▸ **Exercise aim**:
Repeat all of the data exactly. Leave nothing out.

[[ Records for the exercise open ]]

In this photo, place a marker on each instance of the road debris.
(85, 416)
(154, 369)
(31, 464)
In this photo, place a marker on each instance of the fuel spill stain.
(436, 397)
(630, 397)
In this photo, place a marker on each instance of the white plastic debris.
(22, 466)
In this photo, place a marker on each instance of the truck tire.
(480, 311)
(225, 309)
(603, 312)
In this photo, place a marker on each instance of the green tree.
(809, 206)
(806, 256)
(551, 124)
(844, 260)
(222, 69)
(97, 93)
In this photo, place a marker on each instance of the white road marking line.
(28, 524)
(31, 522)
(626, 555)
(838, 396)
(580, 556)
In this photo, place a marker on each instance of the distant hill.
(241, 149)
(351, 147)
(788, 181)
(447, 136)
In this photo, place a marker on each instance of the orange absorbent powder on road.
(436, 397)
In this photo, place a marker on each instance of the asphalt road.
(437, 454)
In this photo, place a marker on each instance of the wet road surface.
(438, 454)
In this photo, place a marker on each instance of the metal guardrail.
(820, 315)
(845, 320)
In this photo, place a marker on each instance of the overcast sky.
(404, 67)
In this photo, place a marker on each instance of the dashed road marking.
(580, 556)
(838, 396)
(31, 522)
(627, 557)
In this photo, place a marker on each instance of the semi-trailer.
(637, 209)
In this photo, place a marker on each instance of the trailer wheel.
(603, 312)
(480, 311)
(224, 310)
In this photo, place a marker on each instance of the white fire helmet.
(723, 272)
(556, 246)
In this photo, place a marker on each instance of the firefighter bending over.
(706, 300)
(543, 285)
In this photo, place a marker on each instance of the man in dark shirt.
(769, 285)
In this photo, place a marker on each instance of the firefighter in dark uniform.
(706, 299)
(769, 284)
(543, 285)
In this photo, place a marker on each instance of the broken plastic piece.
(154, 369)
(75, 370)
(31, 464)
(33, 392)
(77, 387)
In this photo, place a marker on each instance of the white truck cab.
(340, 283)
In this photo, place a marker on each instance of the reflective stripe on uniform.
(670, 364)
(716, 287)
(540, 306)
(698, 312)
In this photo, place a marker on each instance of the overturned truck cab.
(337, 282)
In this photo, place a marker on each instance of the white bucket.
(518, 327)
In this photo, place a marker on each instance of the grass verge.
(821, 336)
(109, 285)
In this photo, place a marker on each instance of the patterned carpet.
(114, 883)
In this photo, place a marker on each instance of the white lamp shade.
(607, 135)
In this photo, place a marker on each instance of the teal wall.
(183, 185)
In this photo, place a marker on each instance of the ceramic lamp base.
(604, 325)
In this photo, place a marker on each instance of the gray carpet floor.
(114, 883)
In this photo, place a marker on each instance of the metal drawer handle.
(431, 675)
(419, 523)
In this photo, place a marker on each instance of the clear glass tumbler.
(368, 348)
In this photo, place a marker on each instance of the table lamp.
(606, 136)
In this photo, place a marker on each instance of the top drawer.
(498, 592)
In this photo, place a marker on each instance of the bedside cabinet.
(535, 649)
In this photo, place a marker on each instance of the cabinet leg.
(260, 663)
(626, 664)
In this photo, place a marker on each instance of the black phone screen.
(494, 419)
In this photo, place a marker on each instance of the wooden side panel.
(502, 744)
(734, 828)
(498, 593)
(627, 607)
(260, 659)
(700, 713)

[[ Records for the exercise closed ]]

▸ **Output**:
In this photo, place a marker on each instance of the road debris.
(85, 416)
(154, 369)
(31, 464)
In this photo, place a marker on each instance of the fuel spill stain.
(436, 397)
(630, 397)
In this photo, place a marker on each instance of the white plastic debris.
(22, 466)
In this photo, place a marker on each instance of the truck tire.
(480, 311)
(225, 309)
(603, 312)
In this photo, place a marker on each instance of the green tree.
(809, 206)
(806, 256)
(551, 124)
(844, 260)
(222, 69)
(97, 93)
In this photo, place a marker on each instance of the white road marking line.
(28, 524)
(31, 522)
(626, 555)
(838, 396)
(580, 556)
In this photo, place a marker on each instance of the distant hill.
(241, 149)
(351, 147)
(788, 181)
(447, 136)
In this photo, place a marker on each instance of the orange absorbent powder on road.
(436, 397)
In this photo, place a marker on each instance of the asphalt road.
(437, 454)
In this photo, place a marker on each instance of the wet road surface.
(438, 454)
In this photo, place a marker on each instance of the metal guardrail.
(820, 315)
(845, 320)
In this photo, place a marker on each instance of the overcast sky.
(404, 67)
In this photo, place a marker on each instance of the dashed road marking.
(580, 556)
(838, 396)
(31, 522)
(627, 557)
In this photo, place a marker on each instance of the semi-trailer.
(637, 209)
In this photo, place a marker on each instance of the trailer wheel.
(603, 312)
(480, 311)
(224, 310)
In this photo, place a marker on each instance of the white fire helmet.
(723, 272)
(556, 246)
In this photo, place a marker on each instance of the firefighter bending over.
(706, 300)
(543, 285)
In this photo, place a marker on each instance of the man in dark shirt.
(769, 285)
In this photo, place a marker on each instance of the firefighter in dark uniform.
(706, 299)
(769, 284)
(543, 285)
In this photo, place a marker on each instance of the broken plastic piece.
(154, 369)
(75, 370)
(31, 464)
(33, 392)
(77, 387)
In this photo, place a marker on each instance of the white truck cab.
(340, 283)
In this photo, place a marker on each instance of the reflective stripe on uniform.
(670, 364)
(716, 287)
(540, 306)
(698, 312)
In this photo, place a marker on each instance of the overturned truck cab.
(337, 282)
In this photo, place a marker on each instance of the white bucket.
(518, 327)
In this photo, place a marker on each instance of the grass verge.
(821, 336)
(109, 285)
In this photo, place a marker on each instance of the patterned carpet.
(114, 883)
In this photo, place a marker on each instance of the white lamp shade.
(607, 135)
In this photo, place a marker on each instance of the teal wall.
(183, 185)
In this photo, place a marker on each instance of the ceramic lamp base.
(604, 325)
In this photo, place a marker on each instance of the gray carpet floor.
(114, 883)
In this photo, place a marker on each instance of the metal drawer handle.
(431, 675)
(419, 523)
In this photo, place a marker on each instance of the clear glass tumbler.
(368, 348)
In this photo, place a marker on each instance of the table lamp.
(606, 136)
In this photo, place a marker on each instance of the top drawer.
(498, 592)
In this photo, place a marker on each instance of the bedside cabinet.
(535, 649)
In this photo, place a marker on each instance of the cabinet leg.
(260, 663)
(626, 664)
In this photo, place a marker on each instance of the black phone screen.
(494, 419)
In this photo, place a marker on each instance of the wooden side panel.
(502, 744)
(734, 828)
(498, 593)
(627, 607)
(260, 659)
(700, 713)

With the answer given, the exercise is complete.